BRIEF :: Write out the listing exactly as it is given.
★ ★ ★ ★
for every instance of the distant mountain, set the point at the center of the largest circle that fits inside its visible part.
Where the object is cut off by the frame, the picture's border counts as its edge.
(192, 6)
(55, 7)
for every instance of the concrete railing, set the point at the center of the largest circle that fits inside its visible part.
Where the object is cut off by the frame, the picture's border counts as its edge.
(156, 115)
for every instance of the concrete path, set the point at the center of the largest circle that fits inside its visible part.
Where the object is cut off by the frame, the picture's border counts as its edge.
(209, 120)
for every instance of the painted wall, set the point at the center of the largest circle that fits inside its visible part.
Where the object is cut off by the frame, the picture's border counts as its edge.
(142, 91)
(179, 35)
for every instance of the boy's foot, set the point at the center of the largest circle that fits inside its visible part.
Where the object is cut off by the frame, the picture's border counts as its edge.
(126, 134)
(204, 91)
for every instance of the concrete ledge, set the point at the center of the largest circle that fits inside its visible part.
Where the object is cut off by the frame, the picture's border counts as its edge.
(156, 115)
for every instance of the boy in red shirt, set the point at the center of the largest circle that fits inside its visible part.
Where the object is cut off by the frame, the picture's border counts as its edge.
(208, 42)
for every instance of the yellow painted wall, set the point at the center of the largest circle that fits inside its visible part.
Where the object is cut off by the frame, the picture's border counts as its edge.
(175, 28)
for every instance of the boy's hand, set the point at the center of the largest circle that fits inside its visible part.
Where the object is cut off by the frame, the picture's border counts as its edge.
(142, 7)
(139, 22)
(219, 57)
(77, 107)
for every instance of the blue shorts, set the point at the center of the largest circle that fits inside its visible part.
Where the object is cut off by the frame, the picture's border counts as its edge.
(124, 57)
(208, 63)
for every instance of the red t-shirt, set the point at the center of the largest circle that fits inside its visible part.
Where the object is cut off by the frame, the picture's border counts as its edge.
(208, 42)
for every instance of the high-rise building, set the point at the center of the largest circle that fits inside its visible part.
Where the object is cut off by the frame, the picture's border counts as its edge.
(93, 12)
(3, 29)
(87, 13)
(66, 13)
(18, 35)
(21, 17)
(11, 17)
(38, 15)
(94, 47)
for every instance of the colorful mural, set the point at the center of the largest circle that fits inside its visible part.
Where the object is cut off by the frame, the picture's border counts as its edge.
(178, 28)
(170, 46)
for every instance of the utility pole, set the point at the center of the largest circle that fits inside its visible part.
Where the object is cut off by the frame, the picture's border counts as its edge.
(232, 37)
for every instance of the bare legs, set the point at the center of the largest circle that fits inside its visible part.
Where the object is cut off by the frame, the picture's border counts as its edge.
★ ★ ★ ★
THE ANSWER ::
for every instance of the distant mountain, set the point at the center of the largest circle that fits inside its visible part.
Where the object is cut off by the frame, the picture's border counts as its edge.
(192, 6)
(55, 7)
for every instance of the concrete railing, set the point at the center of the largest circle that fits inside its visible part.
Where the object is cut off by the frame, the picture's border counts as its edge.
(156, 115)
for every instance of the concrete path, set the point at the center of the largest circle that fits inside its visible part.
Where the object is cut off by the frame, the picture's border counts as its edge.
(209, 120)
for every instance of the painted wall, set the point at the center of the largest circle that fits inside its visible part.
Where the object is cut off by the frame, the picture's border counts as its edge.
(142, 91)
(179, 35)
for every instance of the boy's foot, set the point at the center of the largest circle that fits inside its visible part.
Where the object is cut off by the frame, the picture's border counts as its edge.
(126, 134)
(204, 91)
for every instance of the concrete ledge, set the point at the center of the largest circle that fits inside its visible part.
Where the object is cut off by the frame, the picture's border counts as its edge.
(156, 115)
for every instance of the boy in red shirt, set the point at the center of the largest circle that fits inside its visible part.
Where the object is cut off by the frame, the picture's border counts as its edge.
(208, 42)
for every instance of the yellow painted wall, set the point at the center of the largest circle that fits inside its visible part.
Where the object is cut off by the frame, the picture's border counts as its edge.
(175, 28)
for every instance of the boy's hand, set the point at the center of the largest circle that fits inside its visible part.
Where the object is cut off by the frame, the picture's border counts as its edge.
(142, 7)
(139, 22)
(219, 57)
(77, 107)
for every instance of the blue shorts, set the point at the center of the largest circle that fits inside its visible part.
Where the object is cut off by the frame, the picture's border counts as its edge.
(124, 57)
(208, 63)
for every instance of the red t-shirt, set the point at the center of the largest circle that fits inside its visible part.
Where the object is cut off by the frame, the picture's border counts as its edge.
(208, 42)
for every instance of the high-rise building, set the point at the center of the largest circle that fits inside its visible part.
Where the object is cut off by the frame, the picture's border counts as its edge.
(93, 12)
(3, 29)
(87, 13)
(66, 13)
(18, 35)
(21, 17)
(11, 17)
(38, 15)
(94, 47)
for every instance of the colorful mural, set the point at the center of the largest circle that fits inside its visible part.
Where the object is cut off by the frame, the picture's border counts as its edge.
(178, 28)
(170, 46)
for every instance of the utility pole, set the point at the center of the largest circle that fits inside its visible part.
Where the object is cut off by the frame, the picture's border counts as its edge.
(232, 37)
for every instance of the bare legs, set the point at the center of the largest circle that fits inside its visible part.
Where the object is cut off by the frame, the picture's border counts as its edge.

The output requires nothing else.